I spoke last week about a bucket list that I put together several years ago, while in the middle of the "my life is over" crisis that resulted from adult onset epilepsy. I actually still have the physical list around here...somewhere. My memory being what it is, I should probably try to find it and see if I have missed anything important.
One of the items on that list involved attending an annual sporting event here in Albuquerque, one that supports an organization that is near and dear to my heart: the Run For The Zoo, a 5-kilometer race that supports the Albuquerque Biopark. I have wanted to participate in it for as long as I can remember. The problem? I have probably not run 5 kilometers in total over my entire life.
See, I am just not a runner. It is not an activity I enjoy. The endorphin high that so many runners like to talk about never materializes for me: though it did show up occasionally when I was a weightlifter. These days it never shows up at all - all I get is sweat and discomfort from our daily exercise routine.

##########

▸ **To do**:
1 – In the Run For The Zoo passage, what are the answers to these questions?
(a) What medical condition brought on the writer's "my life is over" crisis?
(b) How long is the Run For The Zoo race?
(c) During what period did the endorphin high occasionally show up for the writer?
2 – Could you write one more paragraph for the Run For The Zoo passage, picking up after its final sentence?
None of the data is needed here.

▸ **Data**:
##########

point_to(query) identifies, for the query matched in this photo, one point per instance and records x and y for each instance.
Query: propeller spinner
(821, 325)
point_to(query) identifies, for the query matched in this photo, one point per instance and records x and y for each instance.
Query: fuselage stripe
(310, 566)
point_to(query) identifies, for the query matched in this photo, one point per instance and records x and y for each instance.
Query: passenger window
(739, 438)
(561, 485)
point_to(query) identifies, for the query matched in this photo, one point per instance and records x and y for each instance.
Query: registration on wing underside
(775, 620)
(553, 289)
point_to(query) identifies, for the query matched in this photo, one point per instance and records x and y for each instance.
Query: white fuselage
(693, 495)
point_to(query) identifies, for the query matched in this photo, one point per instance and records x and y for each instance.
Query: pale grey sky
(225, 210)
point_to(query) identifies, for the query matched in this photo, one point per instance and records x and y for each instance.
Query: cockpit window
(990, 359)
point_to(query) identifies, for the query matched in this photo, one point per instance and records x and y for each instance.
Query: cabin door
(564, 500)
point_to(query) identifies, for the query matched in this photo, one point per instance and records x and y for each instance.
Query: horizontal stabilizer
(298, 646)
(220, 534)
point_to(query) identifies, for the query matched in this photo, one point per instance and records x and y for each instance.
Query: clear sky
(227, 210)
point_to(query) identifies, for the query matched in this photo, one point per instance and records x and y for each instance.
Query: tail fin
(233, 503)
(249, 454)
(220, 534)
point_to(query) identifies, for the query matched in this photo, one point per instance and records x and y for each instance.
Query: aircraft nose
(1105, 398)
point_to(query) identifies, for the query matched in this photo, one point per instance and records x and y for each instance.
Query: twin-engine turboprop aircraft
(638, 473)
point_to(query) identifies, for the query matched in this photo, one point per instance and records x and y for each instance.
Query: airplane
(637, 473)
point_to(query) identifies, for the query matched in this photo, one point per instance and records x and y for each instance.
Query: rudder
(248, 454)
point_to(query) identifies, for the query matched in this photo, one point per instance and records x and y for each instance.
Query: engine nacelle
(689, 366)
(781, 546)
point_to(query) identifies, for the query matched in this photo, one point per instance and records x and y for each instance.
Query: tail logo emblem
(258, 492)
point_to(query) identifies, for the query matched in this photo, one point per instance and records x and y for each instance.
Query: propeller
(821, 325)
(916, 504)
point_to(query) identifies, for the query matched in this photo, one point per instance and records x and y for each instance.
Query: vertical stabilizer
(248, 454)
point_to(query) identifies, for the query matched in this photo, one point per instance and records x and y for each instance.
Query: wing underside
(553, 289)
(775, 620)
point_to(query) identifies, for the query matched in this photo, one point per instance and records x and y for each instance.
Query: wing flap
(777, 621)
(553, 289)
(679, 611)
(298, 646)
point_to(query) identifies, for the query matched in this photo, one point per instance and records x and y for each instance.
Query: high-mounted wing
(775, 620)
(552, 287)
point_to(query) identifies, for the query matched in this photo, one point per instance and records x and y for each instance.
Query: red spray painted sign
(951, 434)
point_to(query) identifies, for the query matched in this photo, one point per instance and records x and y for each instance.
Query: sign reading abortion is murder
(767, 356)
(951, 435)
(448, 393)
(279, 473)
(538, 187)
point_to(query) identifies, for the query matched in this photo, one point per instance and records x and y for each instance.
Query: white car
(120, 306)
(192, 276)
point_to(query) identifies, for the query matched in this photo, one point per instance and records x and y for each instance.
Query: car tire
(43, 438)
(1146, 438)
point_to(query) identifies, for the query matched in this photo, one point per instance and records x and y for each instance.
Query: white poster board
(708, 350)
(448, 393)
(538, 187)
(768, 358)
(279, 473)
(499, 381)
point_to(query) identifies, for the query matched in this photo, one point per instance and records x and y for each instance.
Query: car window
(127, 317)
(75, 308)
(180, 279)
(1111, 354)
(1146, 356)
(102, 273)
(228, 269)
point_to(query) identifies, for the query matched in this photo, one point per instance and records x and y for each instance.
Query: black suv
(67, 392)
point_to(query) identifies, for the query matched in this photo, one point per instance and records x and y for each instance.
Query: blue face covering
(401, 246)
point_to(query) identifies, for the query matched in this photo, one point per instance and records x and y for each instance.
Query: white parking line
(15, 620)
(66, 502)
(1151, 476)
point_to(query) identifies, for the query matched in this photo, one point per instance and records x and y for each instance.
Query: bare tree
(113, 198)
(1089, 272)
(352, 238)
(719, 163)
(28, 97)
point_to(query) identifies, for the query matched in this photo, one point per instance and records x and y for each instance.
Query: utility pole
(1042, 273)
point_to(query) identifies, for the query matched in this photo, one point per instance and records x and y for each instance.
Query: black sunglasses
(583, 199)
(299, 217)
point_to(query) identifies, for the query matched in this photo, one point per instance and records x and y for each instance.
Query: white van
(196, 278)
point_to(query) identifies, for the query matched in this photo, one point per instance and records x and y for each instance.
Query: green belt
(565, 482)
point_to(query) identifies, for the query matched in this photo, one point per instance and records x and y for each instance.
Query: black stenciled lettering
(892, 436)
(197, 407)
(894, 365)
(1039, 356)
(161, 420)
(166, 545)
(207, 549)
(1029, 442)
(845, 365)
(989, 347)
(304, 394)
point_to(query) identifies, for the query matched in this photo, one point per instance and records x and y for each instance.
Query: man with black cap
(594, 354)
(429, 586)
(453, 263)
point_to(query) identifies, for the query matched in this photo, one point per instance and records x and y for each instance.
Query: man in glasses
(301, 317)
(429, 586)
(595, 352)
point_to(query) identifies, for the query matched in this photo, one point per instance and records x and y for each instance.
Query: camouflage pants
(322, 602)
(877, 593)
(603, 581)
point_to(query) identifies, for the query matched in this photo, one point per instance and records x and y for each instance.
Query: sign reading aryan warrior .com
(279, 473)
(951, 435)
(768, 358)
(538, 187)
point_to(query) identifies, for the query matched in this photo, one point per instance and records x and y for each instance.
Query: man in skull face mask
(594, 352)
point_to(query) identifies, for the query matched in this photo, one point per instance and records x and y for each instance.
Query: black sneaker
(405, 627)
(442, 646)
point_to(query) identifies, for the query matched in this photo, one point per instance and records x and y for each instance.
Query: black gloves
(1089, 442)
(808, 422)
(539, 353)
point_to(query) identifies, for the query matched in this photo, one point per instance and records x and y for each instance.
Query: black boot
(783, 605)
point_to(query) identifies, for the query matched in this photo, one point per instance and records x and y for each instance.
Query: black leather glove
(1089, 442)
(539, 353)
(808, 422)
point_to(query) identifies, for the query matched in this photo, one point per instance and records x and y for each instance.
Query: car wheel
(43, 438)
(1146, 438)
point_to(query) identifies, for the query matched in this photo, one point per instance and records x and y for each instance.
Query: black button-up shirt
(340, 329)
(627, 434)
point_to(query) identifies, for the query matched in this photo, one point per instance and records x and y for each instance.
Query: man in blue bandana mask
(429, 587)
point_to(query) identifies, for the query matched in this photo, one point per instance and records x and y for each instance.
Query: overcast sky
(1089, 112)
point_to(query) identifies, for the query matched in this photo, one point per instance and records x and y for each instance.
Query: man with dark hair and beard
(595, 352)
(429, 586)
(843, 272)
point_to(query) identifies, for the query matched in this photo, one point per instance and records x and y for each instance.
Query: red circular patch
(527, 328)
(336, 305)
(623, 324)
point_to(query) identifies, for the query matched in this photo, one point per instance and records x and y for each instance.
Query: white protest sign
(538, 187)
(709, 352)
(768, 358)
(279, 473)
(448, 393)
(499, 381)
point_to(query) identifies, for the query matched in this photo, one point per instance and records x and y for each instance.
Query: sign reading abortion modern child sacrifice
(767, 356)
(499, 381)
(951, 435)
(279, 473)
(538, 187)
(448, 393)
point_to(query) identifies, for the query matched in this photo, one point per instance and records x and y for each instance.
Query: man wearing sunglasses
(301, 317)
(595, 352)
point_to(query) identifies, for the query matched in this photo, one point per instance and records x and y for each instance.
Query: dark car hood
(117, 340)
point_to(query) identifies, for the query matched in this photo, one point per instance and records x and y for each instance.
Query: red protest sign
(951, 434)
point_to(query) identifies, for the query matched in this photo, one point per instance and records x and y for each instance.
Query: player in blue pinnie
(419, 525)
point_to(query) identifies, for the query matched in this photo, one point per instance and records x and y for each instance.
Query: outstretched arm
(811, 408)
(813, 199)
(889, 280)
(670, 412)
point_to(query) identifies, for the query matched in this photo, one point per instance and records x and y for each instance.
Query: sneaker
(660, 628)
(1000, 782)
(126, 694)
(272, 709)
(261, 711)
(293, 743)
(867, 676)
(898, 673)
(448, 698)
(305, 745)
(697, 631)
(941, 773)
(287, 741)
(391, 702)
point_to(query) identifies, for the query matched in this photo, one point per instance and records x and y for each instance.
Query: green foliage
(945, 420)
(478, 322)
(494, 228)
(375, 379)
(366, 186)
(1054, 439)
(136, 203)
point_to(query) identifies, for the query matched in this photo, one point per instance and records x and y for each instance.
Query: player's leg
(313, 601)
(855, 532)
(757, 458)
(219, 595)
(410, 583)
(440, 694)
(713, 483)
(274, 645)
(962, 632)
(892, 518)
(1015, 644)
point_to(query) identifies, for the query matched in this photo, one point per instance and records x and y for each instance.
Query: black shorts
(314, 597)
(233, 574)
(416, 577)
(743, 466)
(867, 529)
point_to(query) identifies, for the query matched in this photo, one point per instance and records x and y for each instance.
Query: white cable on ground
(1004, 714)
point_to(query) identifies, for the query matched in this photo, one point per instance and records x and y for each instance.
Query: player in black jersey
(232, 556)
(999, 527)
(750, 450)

##########

▸ **Expected responses**:
1 –
(a) Adult onset epilepsy.
(b) 5 kilometers.
(c) When the writer was a weightlifter.

2 –
Still, I have never stopped thinking about it. Earlier this year, along with my commitment to buy a Halloween costume this year if I lost more than 50 pounds due to surgery, I also mentioned to Lor that I wanted to participate in the 2017 Run For The Zoo if everything turned out successfully. I have lots of ideas, and I think she just agreed with me, hoping that the idea would quietly go away after a certain amount of time.
Imagine her surprise when I mentioned yesterday that I wanted to start training for next year's Run after the majority of my weight loss had occurred - maybe December or January. My proposal fell on deaf ears. She didn't like to run, she reminded me. I don't like to run, for that matter. I still have two badly damaged knees. For that matter, I am still over 70 pounds overweight. (I started at 152 pounds overweight, remember.) As the injector of realism into my life, Lor was forced to pop my hopeful, wish-list balloon.
As a compromise, she did remind me that the event had a walking component as well. Now, last time I checked, the walking component was a 1-mile stroll around the zoo grounds, which isn't what I had in mind at all. However, after further investigation, I discovered that there is indeed a 5-K Fitness Walk "race". I use the term race loosely because it is non-competitive. No time is kept, no medals are handed out. Parents with small children and strollers are encouraged to participate. Not exactly what I had in mind at all.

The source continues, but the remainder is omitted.